= Selected text =
# # #

I am thinking about movies with alarming frequency lately, on an aesthetic level, in terms of what potential they carry, what wonder they can articulate. My Life as a Dog, or Small Change. Where poems conjure image they seem to only usher it into insinuation; the clarity they possess is the onus of the line itself, the particular word. Time exists differently in a poem than it does in life, even if Pound would have it differently (image, for him, being “the emotional and intellectual complex in an instant of time”). A poem is a kind of intimation towards something imagined simultaneously by heart & head alike, true, an opening, an illuminated rupture, an invitation. Then I think of movies as this sort of heavy artillery of tools: language, visual language, empathic humanity, music, presence, time outside of its imagining. A film is capable of so much, of so much beauty & tenderness & care for the actual as it actually is. If I write a poem about standing in a field, it could well be striking—it could describe the sallow bend of a dried stalk of wheat, or the swaying grain-tops rippled with wave like a sea, or the sussuration of it, the wind sung through brittle stalk while cicadas muted & soft bleat under sounding gales. I could write about the cerulean sky, its dimpled cloud, its pale sliver of early moon arced against that vastness. The soft give of the soil underfoot. Or the simplicity of it, the field & the sky, the horizon line right there, cut swath between that yawning shock of blue & the sepia grain-tops, almost graspable, almost at hand. But then I could also show it to you while I described it in whatever voice I could fathom, play an etude of Satie, let the camera linger over a hand running slow over the wheat-berries, & let it all unfold in a demarcated time—shackle it to the ordinary, to the actual. I know nothing about movies in any practical sense, though I’ve watched more of them than I can remember. Lately, though, I wonder if I might want to learn.

# # #

= Stored data =

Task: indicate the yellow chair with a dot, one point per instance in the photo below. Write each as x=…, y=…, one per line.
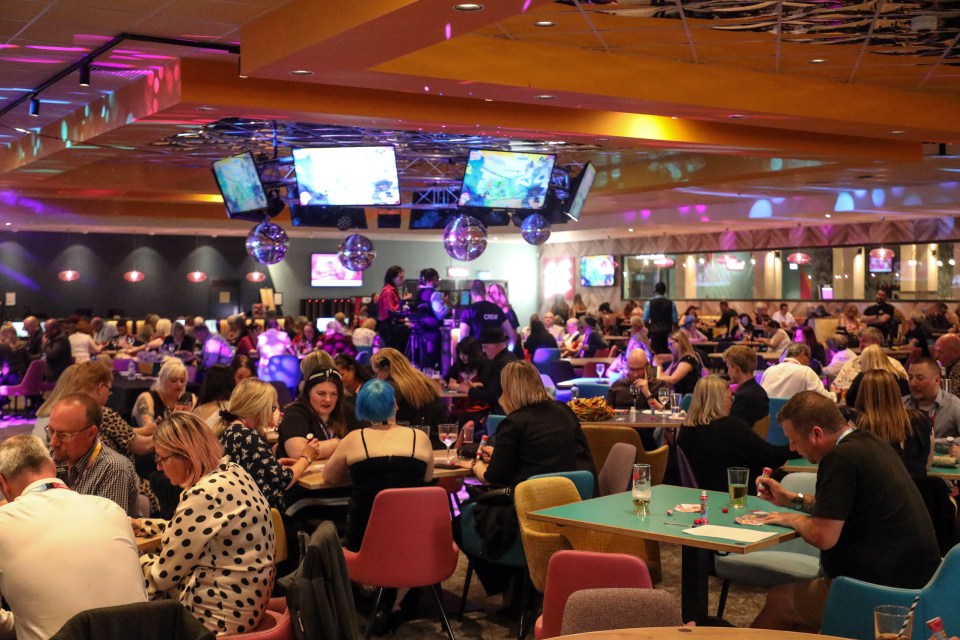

# # #

In one to three sentences, explain why the writer of the passage on poems and movies considers a film capable of more than a poem when it comes to something like a field.

= Answer to this problem =
A poem can only describe the field in words and hint at the image. A film brings together a "heavy artillery of tools": language, visual language, empathic humanity, music, presence, and time outside of its imagining. It can show the field while it is being described, play Satie, let the camera linger over a hand on the wheat, and unfold it all in a demarcated time tied to the actual.